Feeding without food

Several enterprises are attempting to turn meal replacements from niche to norm. Feed. is one of the pioneers. Formed in 2017, the French outfit offers a range of different products in a “practical, time-saving format.”

One of its bottled meals, Feed. claims, provides 33% of one’s daily nutritional needs, with proteins, fibres, lipids, carbohydrates, minerals, trace elements and vitamins contained across the range of bars, drinks and shakes.

The concept clearly struck a chord with investors: just last month it raised $17.4m (£13.18m).

“We find that people are spending less time for their meals every day and turning more and more towards fast-food options that are unhealthy and lack the nutrients your body needs on a daily basis,” James Berry, project manager at Feed., tells Food Spark.

“Feed. hopes to help active people maintain a balanced and healthy diet for those moments when you lack the time or the possibility to eat well.

“Moreover, the practical form factor means that you can always have a meal ready and waiting at the bottom of your bag, in your desk draw or kitchen cabinet for that moment when you need a quick, healthy meal that is also vegan, gluten free, lactose free and GMO free.”

First France, then the world…

Designed so as not to remain a niche gym or weight loss concept, Feed.’s core demographic is the working person between 18 and 35, with the numerous bars – including cranberries and chocolate as well as fig and almond – among the best sellers. They have also struck a deal with French chef Thierry Marx, known for his molecular gastronomy, for a line of exclusive drinks and bars.

“Clearly, the incredible growth of Feed. these last few months indicate that there is a real need for such a product,” says Berry. “People understand the need to eat well, but often don't have the time or possibility of doing this due to an increasingly busy lifestyle.

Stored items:
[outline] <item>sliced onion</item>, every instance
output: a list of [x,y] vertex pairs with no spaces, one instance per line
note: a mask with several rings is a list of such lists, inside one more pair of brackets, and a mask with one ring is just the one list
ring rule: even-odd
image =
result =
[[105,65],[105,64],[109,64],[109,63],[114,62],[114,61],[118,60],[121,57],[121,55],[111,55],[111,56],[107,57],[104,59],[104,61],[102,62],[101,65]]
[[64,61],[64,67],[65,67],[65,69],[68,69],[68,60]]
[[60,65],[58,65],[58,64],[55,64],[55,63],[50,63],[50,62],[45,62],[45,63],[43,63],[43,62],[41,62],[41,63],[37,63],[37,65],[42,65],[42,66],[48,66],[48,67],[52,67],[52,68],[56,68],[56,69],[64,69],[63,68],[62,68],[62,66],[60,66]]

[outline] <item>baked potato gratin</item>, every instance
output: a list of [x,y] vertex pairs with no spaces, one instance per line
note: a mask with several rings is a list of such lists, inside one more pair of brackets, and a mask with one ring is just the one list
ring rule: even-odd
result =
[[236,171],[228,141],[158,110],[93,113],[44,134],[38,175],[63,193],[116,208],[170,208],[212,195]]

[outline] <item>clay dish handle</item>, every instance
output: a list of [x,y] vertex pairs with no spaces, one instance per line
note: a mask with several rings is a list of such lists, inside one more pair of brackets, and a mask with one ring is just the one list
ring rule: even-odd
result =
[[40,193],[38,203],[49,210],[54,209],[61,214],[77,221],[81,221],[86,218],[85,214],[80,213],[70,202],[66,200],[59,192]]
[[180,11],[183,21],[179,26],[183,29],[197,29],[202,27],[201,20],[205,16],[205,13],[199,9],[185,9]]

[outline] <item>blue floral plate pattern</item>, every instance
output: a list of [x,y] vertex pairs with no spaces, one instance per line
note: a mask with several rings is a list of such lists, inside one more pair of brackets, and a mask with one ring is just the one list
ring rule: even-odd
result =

Using the information:
- a) Using the meal-replacement article, decide whether each statement agrees with it. Answer yes or no for each and quote the words from the article that decide it.
(i) Feed. was formed in 2017.
(ii) One of Feed.'s bottled meals is said to provide half of a person's daily nutritional needs.
(iii) Feed.'s core demographic is the working person between 18 and 35.
- b) According to the meal-replacement article, how much money did Feed. raise last month?
- c) Write the next part of the meal-replacement article, picking up after its last sentence.

Answers to this exercise:
- a)
(i) Yes: "Formed in 2017, the French outfit offers a range of different products"
(ii) No: "provides 33% of one’s daily nutritional needs"
(iii) Yes: "Feed.’s core demographic is the working person between 18 and 35"

- b) $17.4m (£13.18m).

- c)
“We find that many people working busy office hours enjoy our products between meetings, on their way to the gym during lunch hours or just because they don't have access to an option that suits their diet. That being said, our products are also perfectly suited for students in need of cheap and healthy dietary options, as well as highly mobile people looking for a practical and easy to carry meal solution.

“Now that Feed. has become a well-known brand in our home country of France, we plan to expand to Europe then to North America... then the world!”

While most will think a shift to a predominantly meal replacement world would be pretty extreme, it seems that the industry is starting to make its way out of the shadows. Well, if it’s good enough for Captain Kirk...

What do you reckon Sparkie, down for an all-in-one nutritional eat?


Sparkie says:

As a foodie, I would feel biased in commenting on something that is designed to replace eating. There definitely seems to be a market for these things but I don't see what it is from the outside. Personally, i would not trade the eating experience for the extra 20 minutes working but there seems to be people who would. The big question is whether there are enough people to create a big enough market to keep multiple companies viable.

The other side of this is due to some of the ingredients involved (algae and the like), these products are generally not pleasant to consume. Not to mention these meal drinks are 8 euros each. However, I think the market would really open up if someone found a way of balancing everything this type of product needs to be.

I am not sure whether retailers would know quite where to shelve these types of products, as there really isn't a category for them. If they are put along side the health supplements like protein shakes, they will likely miss their biggest market who simply don't go down that aisle. They would likely have to take up valuable end-of-aisle space in order to make a show of them and ensure people know what they are, so I can't see that happening in the UK until one of the company really carves out a niche for itself.

Ultimately, these products are a maths juggle rather than anything culinary. In order to be the jack of all trades on the nutritional front, it leaves you with very little wiggle room to impart any kind of quality or include flavours which do not offer intensive nutritional value. That's not to say it can't be done, just that it is difficult to achieve.